Extrait »
* * * * *

Parachat Mikets – Fais de ta vie un rêve, et d’un rêve une réalité

Parachat Mikets – Fais de ta vie un rêve, et d’un rêve une réalité

Yossef, Interprète et Conseiller

Paro fait un songe bouleversant qui ne lui laisse pas de repos. Dans le premier rêve, il voit sept vaches maigres manger sept vaches grasses. Dans le deuxième rêve, il voit sept épis minces et desséchés engloutir sept épis pleins et bien portants. Lorsqu’il se réveille, Paro se dépêche de faire appeler les magiciens pour qu’ils viennent interpréter son rêve. Mais aucun d’eux ne parvient à apporter une interprétation qui le satisfasse.

L’échanson, ancien prisonnier, se souvient alors de Yossef. Il raconte à Paro que le jeune Hébreu qui est en prison avait interprété ses rêves avec brio. Paro fait alors rapidement appeler Yossef pour qu’il interprète son propre rêve. Ce dernier interprète alors le rêve de la façon suivante : l’Égypte connaîtra sept années d’abondance suivies de sept années de famine.

En conséquence, Yossef conseille de stocker de la nourriture pendant les années d’abondance afin que le pays puisse survivre aux années de famine.

* * * * *

Consigne »
Dans l'extrait sur la parachat Mikets, quelle interprétation Yossef donne-t-il du rêve de Paro ?

* * * * *

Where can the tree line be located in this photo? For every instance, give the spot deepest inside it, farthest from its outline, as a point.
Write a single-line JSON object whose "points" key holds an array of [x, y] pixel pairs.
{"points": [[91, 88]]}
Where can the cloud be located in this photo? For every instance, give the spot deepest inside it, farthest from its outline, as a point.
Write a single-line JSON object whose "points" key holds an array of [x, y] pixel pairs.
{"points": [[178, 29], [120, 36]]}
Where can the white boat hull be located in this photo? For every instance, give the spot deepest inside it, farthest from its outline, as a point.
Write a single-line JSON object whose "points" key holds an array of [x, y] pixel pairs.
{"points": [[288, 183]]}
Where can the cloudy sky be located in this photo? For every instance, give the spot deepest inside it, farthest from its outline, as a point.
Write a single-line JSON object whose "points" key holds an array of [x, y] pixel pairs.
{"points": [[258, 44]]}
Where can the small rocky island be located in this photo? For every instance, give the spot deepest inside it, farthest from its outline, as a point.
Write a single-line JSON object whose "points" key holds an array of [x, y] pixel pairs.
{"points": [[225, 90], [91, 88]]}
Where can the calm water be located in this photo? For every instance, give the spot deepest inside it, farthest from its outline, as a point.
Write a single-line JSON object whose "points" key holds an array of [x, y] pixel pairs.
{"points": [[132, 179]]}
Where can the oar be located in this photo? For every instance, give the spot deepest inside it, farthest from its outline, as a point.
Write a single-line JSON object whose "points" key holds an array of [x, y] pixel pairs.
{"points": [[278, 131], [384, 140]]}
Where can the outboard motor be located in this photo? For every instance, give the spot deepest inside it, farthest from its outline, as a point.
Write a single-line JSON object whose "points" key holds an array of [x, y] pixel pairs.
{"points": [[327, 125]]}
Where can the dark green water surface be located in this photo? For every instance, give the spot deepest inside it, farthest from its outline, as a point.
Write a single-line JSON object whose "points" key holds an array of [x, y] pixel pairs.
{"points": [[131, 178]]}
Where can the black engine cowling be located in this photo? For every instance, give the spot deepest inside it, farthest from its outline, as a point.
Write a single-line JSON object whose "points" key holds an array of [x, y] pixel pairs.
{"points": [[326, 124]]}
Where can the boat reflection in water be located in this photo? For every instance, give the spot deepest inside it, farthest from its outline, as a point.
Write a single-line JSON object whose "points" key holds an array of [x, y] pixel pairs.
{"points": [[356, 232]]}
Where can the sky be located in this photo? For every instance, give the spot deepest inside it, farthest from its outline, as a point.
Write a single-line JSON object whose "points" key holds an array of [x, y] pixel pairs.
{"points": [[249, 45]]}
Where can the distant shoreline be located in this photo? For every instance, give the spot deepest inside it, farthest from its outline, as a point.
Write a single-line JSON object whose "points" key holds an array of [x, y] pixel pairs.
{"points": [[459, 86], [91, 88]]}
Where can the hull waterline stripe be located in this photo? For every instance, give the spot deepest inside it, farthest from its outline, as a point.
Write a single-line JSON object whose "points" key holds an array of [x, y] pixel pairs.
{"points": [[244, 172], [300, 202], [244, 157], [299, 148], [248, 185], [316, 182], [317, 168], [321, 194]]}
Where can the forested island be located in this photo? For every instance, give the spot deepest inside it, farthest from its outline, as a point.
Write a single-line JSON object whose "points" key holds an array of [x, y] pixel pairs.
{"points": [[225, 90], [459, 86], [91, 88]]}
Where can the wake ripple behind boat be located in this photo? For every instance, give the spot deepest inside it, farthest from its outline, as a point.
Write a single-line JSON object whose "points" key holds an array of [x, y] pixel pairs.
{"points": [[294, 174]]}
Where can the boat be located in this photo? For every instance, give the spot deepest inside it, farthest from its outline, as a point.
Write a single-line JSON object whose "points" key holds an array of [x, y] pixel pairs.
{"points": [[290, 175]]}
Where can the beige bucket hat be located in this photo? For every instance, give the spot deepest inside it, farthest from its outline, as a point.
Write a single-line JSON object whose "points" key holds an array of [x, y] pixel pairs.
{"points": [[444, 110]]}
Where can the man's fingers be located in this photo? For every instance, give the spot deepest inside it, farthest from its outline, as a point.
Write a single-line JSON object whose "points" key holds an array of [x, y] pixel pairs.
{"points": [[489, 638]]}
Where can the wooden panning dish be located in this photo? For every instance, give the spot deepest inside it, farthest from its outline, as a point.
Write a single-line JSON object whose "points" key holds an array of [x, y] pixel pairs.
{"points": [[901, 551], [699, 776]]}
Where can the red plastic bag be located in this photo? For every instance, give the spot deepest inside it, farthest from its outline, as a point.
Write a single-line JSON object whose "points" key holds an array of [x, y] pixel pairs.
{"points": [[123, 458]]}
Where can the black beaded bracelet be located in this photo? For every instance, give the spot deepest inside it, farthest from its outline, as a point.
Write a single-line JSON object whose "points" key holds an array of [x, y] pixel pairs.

* * * * *

Réponse attendue »
L'Égypte connaîtra sept années d'abondance suivies de sept années de famine.